TEXT BLOCK:
---------------
Herbal formulation[16]
The herbal hepatoprotective tablet formulation contains spray dried aqueous extract of Andrographis paniculata Nees (150 mg), Phyllanthus niruri Linn (200 mg) and Phyllanthus emblica Linn (200 mg), prepared by direct compression technique.
Acute toxicity study[17]
Swiss albino mice were divided into test group comprising of six animals in each group. The test was performed using increasing oral dose of herbal extracts from 500 to 5000 mg/kg b.w. The mice were observed continuously for 1 h and then half hourly for 4 h for any gross behavioral change and general motor activities like writhing, convulsion, response to tail pinching, gnawing, pupil size, fecal output, feeding behavior, etc., and further up to 72 h for any mortality. All the extracts did not cause any significant behavioral changes and no mortality was observed.
Experimental procedure
Paracetamol induced hepatotoxicity
Healthy albino rats of either sex weighing between 200 and 250 g were provided with rat feed in the same quantity and water ad libitum throughout the experiment. Animals were randomly divided into five groups, six animals. Animal of Group I served as normal received distilled water, Group II was control, received vehicle. Animal of Group III received standard silymarin 50 mg/kg p.o whereas Groups IV Group V were treated with HHF at 100 and 200 mg/kg orally for 5 days.[18] On the third day, paracetamol suspension (5% gum acacia) was administered in a dose of 3 g/kg b.w, orally to all groups except normal. Blood was collected after 48 h.
Carbon tetrachloride induced hepatotoxicity
Adult rats of either sex weighing 150-200 g were divided into the five groups of six rats. Group I received distilled water and olive oil 1 ml/kg i.p., Group II served as control received CCl 4 1 ml/kg i.p.; Group III received silymarin 50 mg/kg p.o.; while Groups IV and V received 200 and 400 mg/kg HHF orally for 5 days. On third day, hepatotoxicity was induced in all groups by CCl4 with olive oil 1 ml/kg, 1:1, i.p.[19] except normal group. Blood was collected after 48 h.
Ethanol-induced hepatotoxicity
Animals were divided into the five groups of six rats. Group I received normal feed and distilled water, Group II served as control, received ethanol (36.6% v/v) 30 ml/kg/day p.o., in three divided doses.[20] Group III received standard silymarin 50 mg/kg along with ethanol 30 ml/kg/day, in three divided doses, while Groups IV and V received HHF at the dose of 200 and 400 mg/kg with 36.6% ethanol 30 ml/kg/day in three divided doses for 20 days. All the animals received their respective treatment for 20 days by oral administration. Blood was collected on the 21st day.
---------------
[Referring expression grounding data]

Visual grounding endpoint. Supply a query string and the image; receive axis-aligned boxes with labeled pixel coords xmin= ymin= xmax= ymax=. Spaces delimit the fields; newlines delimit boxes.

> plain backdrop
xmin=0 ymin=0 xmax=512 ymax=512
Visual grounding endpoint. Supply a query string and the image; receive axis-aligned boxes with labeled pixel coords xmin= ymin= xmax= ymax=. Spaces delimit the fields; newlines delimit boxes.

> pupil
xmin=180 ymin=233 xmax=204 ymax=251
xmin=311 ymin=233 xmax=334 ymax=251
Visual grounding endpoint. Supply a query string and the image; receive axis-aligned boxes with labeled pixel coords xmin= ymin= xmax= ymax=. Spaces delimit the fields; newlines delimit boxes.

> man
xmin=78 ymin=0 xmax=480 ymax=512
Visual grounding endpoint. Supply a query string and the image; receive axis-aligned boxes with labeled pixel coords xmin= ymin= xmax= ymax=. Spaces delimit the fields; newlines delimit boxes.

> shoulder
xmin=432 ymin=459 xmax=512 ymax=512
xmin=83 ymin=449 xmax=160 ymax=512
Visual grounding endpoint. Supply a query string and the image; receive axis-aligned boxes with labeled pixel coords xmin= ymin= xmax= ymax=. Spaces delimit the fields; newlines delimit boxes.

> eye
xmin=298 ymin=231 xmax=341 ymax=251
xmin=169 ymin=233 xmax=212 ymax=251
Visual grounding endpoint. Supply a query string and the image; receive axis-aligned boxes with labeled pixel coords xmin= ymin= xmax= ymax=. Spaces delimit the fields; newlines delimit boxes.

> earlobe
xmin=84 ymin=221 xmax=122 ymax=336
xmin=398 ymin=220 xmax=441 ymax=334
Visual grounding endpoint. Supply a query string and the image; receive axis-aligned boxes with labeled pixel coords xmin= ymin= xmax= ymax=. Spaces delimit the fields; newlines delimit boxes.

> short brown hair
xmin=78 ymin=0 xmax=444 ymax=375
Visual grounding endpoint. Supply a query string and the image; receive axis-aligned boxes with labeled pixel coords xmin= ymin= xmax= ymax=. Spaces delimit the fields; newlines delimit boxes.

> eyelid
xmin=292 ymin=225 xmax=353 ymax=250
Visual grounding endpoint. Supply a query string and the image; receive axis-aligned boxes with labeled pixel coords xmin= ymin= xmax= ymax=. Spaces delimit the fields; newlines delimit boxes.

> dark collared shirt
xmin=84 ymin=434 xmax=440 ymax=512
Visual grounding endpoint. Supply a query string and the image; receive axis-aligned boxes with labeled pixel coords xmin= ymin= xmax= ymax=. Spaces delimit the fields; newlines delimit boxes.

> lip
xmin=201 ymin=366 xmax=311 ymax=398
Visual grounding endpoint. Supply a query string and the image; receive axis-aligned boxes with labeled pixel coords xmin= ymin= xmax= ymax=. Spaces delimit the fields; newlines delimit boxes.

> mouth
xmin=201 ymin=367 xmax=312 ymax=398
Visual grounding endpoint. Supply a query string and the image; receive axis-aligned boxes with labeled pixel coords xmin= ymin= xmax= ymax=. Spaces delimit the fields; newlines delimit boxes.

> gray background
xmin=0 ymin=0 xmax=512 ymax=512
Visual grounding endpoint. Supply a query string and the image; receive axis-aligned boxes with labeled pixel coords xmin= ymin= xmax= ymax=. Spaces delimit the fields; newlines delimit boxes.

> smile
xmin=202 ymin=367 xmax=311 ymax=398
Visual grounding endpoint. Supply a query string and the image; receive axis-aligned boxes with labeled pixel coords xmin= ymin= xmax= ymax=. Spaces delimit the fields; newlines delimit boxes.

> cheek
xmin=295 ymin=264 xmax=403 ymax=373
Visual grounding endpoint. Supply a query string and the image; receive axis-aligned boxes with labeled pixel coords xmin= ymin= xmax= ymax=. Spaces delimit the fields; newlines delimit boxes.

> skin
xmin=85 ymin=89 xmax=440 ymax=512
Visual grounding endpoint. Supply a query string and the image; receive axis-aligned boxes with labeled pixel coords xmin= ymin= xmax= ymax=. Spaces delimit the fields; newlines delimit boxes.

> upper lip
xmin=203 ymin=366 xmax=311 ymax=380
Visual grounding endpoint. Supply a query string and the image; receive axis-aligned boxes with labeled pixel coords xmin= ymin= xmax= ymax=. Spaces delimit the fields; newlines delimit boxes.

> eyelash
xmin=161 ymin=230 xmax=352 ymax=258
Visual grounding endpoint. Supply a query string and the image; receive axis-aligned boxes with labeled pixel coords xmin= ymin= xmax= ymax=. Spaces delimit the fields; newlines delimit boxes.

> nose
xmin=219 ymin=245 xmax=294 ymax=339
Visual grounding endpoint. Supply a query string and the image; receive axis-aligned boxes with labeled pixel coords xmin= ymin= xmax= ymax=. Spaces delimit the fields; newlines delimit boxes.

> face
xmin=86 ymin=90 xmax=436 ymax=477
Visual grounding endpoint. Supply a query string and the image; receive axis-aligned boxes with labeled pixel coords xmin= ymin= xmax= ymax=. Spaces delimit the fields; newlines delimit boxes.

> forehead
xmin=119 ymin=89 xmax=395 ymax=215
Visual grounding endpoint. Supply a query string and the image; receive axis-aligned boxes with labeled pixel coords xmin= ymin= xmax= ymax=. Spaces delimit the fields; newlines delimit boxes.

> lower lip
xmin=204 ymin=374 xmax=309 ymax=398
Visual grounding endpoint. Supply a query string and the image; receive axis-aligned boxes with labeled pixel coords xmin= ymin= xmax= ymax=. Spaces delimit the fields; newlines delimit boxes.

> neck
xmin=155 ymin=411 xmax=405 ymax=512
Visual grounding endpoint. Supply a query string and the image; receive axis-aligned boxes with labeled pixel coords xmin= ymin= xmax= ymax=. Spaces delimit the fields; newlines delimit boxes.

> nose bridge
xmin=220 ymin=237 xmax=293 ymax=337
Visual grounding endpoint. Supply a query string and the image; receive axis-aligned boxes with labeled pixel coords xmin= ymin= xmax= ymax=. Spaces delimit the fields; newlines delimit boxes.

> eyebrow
---------------
PROBLEMS TO WORK ON:
a - Answer these from the text on hepatoprotective testing:
(i) How much Phyllanthus niruri Linn extract does the tablet formulation contain?
(ii) Up to how many hours were the mice watched for mortality in the acute toxicity study?
(iii) On which day was blood collected in the ethanol-induced hepatotoxicity study?
b - Does each statement agree with the text on hepatoprotective testing? Answer yes or no, and quote the deciding words.
(i) In the paracetamol study, Groups IV and V received HHF at 100 and 200 mg/kg.
(ii) The rats in the carbon tetrachloride study weighed between 200 and 250 g.
(iii) Some mice died in the acute toxicity study.

RESPONSES PER TASK:
a -
(i) 200 mg
(ii) 72 h
(iii) The 21st day

b -
(i) Yes: "treated with HHF at 100 and 200 mg/kg orally for 5 days"
(ii) No: "Adult rats of either sex weighing 150-200 g"
(iii) No: "no mortality was observed"